Copy the part of the rows that runs from the first line through the line containing "positive clicks: (907, 1280)", swapping "rough mask" for "coarse mask" and keeping everything else the same.

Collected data
*** Block opens ***
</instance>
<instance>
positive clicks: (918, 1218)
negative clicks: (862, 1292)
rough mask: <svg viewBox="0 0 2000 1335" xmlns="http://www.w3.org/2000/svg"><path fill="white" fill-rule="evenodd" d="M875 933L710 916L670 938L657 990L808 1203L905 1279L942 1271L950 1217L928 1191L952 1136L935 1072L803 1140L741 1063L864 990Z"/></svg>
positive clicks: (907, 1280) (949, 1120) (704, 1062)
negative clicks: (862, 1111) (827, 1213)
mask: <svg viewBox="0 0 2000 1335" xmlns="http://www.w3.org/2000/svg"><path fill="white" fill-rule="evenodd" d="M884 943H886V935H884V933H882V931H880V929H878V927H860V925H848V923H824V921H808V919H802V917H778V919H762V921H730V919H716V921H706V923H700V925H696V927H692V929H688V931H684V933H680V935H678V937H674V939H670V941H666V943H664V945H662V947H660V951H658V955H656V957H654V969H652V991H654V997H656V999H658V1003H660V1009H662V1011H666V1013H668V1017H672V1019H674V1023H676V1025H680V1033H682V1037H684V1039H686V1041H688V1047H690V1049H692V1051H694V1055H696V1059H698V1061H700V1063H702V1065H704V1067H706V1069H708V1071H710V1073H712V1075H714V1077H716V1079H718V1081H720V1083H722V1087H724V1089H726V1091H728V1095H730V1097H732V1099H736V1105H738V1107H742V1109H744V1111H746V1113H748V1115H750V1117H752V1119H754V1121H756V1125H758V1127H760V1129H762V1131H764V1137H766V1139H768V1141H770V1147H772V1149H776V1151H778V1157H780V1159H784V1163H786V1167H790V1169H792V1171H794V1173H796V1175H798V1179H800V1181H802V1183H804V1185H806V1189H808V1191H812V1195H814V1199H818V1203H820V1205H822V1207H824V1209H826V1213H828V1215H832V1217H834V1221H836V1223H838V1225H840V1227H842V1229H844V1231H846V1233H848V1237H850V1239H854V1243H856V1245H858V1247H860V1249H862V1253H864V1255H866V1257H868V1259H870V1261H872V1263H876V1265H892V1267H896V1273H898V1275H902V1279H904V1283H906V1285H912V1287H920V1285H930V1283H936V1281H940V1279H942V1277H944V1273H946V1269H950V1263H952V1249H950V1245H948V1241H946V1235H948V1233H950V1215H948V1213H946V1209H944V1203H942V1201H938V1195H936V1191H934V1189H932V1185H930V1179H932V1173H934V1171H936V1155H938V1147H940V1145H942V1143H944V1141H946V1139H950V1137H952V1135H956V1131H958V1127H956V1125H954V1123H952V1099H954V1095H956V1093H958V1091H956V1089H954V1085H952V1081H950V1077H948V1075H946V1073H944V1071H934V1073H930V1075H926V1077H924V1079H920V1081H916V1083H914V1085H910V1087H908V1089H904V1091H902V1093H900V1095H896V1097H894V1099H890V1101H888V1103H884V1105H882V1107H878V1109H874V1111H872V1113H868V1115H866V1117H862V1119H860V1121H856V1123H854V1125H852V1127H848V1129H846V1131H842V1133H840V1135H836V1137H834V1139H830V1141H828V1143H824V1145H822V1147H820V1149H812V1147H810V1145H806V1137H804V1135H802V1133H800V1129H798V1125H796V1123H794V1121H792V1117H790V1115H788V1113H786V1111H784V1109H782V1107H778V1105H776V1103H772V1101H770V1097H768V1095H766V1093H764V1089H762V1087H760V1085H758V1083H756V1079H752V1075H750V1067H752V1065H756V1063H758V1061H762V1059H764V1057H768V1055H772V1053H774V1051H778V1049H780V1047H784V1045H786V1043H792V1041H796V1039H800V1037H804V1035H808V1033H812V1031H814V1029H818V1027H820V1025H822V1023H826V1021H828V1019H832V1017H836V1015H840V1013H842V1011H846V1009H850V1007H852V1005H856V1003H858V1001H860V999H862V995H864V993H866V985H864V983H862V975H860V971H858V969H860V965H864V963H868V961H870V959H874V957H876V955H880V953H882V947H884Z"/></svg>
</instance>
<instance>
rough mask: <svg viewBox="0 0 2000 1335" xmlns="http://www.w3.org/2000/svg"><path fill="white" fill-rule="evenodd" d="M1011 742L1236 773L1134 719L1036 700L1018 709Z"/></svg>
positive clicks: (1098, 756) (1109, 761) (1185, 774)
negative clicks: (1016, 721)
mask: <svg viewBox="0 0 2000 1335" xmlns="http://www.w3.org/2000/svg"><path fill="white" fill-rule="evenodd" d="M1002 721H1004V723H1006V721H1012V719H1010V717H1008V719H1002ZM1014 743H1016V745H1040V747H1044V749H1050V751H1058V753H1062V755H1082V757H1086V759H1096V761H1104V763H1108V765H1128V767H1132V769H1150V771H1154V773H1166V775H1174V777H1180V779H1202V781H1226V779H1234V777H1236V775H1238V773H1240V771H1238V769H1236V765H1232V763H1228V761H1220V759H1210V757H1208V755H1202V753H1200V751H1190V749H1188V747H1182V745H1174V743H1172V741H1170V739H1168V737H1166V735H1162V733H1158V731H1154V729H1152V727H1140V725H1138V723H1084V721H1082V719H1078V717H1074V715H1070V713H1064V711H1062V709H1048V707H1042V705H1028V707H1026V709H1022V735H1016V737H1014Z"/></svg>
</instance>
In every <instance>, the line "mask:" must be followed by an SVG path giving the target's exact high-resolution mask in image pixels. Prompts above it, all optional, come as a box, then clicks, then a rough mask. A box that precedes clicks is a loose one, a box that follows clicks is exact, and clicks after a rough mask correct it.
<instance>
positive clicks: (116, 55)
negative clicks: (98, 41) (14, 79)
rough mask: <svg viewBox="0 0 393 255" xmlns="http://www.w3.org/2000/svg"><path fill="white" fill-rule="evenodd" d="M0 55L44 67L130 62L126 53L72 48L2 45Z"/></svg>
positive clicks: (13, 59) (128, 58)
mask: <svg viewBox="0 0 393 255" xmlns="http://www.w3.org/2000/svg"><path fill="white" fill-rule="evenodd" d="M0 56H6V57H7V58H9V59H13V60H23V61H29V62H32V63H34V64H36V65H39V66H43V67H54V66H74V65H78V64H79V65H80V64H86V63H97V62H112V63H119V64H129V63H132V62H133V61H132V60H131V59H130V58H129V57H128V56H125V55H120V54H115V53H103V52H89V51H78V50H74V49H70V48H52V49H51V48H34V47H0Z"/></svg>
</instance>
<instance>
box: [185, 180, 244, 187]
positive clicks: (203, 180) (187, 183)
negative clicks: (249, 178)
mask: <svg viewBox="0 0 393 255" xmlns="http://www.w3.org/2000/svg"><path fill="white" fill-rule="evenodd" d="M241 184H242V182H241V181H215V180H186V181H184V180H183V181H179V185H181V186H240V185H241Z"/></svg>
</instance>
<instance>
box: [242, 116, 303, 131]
*** Block closes ***
_Result for this task_.
</instance>
<instance>
positive clicks: (918, 1218)
negative clicks: (862, 1292)
coarse mask: <svg viewBox="0 0 2000 1335" xmlns="http://www.w3.org/2000/svg"><path fill="white" fill-rule="evenodd" d="M875 933L710 916L670 938L657 990L808 1203L905 1279L942 1271L950 1217L928 1191L952 1136L935 1072L803 1140L741 1063L864 990Z"/></svg>
positive clicks: (907, 1280) (949, 1120) (704, 1062)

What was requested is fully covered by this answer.